**PROBLEM REQUIREMENTS:** How many lines in the items below contain the word "tree"? Reply with the number alone.

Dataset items
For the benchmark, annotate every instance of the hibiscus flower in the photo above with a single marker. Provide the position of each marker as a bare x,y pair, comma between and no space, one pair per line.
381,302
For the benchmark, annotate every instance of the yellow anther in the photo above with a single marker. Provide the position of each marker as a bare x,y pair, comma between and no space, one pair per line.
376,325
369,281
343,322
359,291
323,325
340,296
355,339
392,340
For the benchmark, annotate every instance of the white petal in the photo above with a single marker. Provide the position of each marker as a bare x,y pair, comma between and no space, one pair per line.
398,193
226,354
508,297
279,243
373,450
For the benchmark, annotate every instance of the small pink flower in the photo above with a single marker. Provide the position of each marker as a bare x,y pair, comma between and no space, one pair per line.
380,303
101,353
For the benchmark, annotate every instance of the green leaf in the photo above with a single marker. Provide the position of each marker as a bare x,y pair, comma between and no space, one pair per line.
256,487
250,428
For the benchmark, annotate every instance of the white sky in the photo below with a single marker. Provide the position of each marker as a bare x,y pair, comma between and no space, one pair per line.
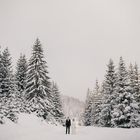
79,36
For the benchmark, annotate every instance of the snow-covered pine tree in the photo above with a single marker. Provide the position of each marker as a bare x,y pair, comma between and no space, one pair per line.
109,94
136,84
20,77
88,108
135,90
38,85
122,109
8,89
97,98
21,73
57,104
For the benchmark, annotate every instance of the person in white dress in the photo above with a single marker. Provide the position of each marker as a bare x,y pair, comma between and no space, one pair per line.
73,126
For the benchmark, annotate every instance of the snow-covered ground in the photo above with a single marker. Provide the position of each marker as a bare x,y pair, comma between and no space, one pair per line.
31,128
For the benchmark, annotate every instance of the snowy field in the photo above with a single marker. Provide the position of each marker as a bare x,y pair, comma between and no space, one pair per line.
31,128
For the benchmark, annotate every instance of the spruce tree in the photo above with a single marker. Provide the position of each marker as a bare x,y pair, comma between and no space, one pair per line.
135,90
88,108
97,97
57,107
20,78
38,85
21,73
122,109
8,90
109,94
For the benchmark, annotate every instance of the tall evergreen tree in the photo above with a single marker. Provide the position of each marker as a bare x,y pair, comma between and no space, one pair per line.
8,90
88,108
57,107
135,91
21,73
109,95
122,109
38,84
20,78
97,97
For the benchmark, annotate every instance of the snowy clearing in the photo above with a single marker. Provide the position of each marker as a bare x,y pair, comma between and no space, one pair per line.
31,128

--

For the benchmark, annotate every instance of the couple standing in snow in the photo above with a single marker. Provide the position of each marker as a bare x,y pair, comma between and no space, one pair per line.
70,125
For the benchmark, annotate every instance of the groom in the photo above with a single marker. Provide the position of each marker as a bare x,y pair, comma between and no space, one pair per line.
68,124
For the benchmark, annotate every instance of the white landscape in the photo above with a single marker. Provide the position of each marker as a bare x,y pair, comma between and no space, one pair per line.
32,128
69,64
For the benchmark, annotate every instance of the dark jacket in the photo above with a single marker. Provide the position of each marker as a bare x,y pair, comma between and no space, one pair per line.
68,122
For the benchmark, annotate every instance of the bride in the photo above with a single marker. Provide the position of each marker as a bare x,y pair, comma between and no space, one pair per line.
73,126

**OUTPUT OF THE EXERCISE:** 3